REQUIREMENTS: Restate every entry word for word.
········
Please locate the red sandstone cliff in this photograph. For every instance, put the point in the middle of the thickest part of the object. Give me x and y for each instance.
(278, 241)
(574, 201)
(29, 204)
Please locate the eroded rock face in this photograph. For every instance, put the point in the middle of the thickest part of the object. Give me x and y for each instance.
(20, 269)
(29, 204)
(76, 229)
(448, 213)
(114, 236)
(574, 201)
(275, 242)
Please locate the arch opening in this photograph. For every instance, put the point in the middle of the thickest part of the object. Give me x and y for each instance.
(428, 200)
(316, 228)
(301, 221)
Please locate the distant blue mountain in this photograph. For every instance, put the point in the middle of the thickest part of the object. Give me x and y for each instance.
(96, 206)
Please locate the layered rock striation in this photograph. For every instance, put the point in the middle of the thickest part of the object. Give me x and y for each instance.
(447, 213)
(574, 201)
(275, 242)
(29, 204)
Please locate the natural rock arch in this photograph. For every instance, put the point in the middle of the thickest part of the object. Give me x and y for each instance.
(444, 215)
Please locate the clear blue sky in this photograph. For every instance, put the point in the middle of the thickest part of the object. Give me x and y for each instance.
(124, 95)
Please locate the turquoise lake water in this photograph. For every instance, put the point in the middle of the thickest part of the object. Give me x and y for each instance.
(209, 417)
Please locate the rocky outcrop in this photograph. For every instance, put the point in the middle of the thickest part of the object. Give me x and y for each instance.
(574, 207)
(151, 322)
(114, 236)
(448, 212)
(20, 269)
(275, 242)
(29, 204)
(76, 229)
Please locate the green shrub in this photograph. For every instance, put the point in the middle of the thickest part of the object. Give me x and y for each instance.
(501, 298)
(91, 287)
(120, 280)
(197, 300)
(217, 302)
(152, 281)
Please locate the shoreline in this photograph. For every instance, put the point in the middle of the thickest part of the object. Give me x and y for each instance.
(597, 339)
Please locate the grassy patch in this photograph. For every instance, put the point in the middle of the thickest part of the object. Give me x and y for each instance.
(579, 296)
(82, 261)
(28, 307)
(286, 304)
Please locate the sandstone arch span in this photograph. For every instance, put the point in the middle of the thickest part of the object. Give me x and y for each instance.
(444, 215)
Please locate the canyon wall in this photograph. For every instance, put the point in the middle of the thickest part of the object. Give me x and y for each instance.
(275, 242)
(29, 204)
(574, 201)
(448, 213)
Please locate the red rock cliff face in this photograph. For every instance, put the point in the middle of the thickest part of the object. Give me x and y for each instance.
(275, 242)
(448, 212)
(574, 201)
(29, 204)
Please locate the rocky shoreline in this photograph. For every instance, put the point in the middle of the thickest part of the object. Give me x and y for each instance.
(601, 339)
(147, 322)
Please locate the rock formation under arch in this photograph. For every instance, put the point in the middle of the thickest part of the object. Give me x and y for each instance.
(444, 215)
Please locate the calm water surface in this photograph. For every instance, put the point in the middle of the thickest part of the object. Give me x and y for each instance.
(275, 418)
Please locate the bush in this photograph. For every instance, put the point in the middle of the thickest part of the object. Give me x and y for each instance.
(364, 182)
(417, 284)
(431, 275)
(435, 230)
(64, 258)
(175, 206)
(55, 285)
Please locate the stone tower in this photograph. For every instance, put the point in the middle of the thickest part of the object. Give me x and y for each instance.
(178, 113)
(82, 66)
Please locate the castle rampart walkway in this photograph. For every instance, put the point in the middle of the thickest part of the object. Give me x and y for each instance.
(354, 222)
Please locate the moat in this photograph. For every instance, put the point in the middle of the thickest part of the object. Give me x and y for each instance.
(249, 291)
········
TASK OUTPUT:
Please locate the red sandstone cliff in this photograph. For every instance, put the point in the middle of the thickest part of the object. Give me x and y for each instance.
(278, 241)
(574, 201)
(29, 204)
Please locate the eroded rock face in this photograph. For every instance, put the point in the middle of the thickest part of the object. Give me x and y for each instance.
(20, 269)
(29, 204)
(76, 229)
(448, 213)
(114, 236)
(574, 201)
(275, 242)
Please locate the arch opening in this photograph. For every instance, put the point in the middle of the thickest part of the object. Give me x and y for each instance.
(428, 200)
(316, 228)
(301, 221)
Please locate the distant blue mountain in this photograph. For every instance, put the point in the middle of the thickest part of the object. Give me x and y for each instance.
(96, 206)
Please locate the layered rock striation in this photograph. For every instance, put the point in the middle of the thickest part of the object. Give me x and y for each instance.
(447, 213)
(574, 201)
(275, 242)
(29, 204)
Please locate the natural rock arch in this photograph. For every instance, put the point in the middle of the thickest part of the object. Give me x and y for each instance.
(444, 215)
Please locate the clear blue sky in this photograph. For every instance, put the point in the middle of the thickest part of the object. Give me x and y for each instance.
(124, 95)
Please locate the turquoise lake water in this photograph. For every instance, put the point in the middle of the thickest part of the object. Give me x and y for each instance.
(209, 417)
Please locate the rocky outcrop in this photograph. For every instance, put the point in the middle of the thickest part of the object. Give me x and y for each instance.
(574, 207)
(151, 322)
(114, 236)
(448, 212)
(20, 269)
(275, 242)
(29, 204)
(76, 229)
Please locate the green shrub in this photograph. For every instance, put the point in the middle of the thickest part of the object. Give me x and y for each instance.
(501, 298)
(91, 287)
(120, 280)
(197, 300)
(217, 302)
(152, 281)
Please locate the shoreline in this photograph. For every instance, put the point in the middle of the thickest part of the object. Give me x and y for each instance.
(597, 339)
Please locate the grassy patch in this photograph. For every instance, put the point in the middle of the thickest part of the object. Give me x and y for each instance.
(579, 296)
(82, 261)
(28, 307)
(286, 304)
Please locate the sandstone arch span in this photograph. For every instance, put the point in the middle of the thickest part of the object. Give me x and y for each instance.
(444, 215)
Please locate the canyon wall in this photograph. For every instance, put the point in the middle of the thickest part of the object. Give me x and y for each instance.
(275, 242)
(29, 204)
(574, 201)
(448, 213)
Please locate the red rock cliff face in this photograph. For every instance, put the point in the middle of the thickest part of the object. Give me x and y for each instance.
(275, 242)
(448, 212)
(574, 201)
(29, 204)
Please locate the rocky shoreline in this photograph. For every instance, put the point in the middle of the thickest part of the object. Give me x and y for each instance.
(601, 339)
(147, 322)
Please locate the rock formation under arch in this photograph. For every instance, put the point in the middle of the thickest part of the object. Give me x and y for each instance.
(444, 215)
Please locate the calm water surface in this photograph. For every instance, put the point in the middle of the thickest part of the object. Give me x and y for each instance.
(275, 418)
Please locate the bush in this photograph. For every instance, put the point in the middle of the thickest part of the object. Give me x and y for each instance.
(364, 182)
(417, 284)
(431, 275)
(435, 230)
(64, 258)
(175, 206)
(55, 285)
Please locate the stone tower in this photograph. For every instance, put the point in the middle of the thickest part of the object. Give me x and y for each instance.
(178, 113)
(82, 66)
Please locate the castle rampart walkway in this photograph. For every instance, put the point in the middle of the thickest part of the object. Give me x and y for each instance.
(354, 222)
Please locate the moat in this photograph. For every instance, put the point in the middle of the thickest part of the object. Give me x and y for each instance.
(249, 291)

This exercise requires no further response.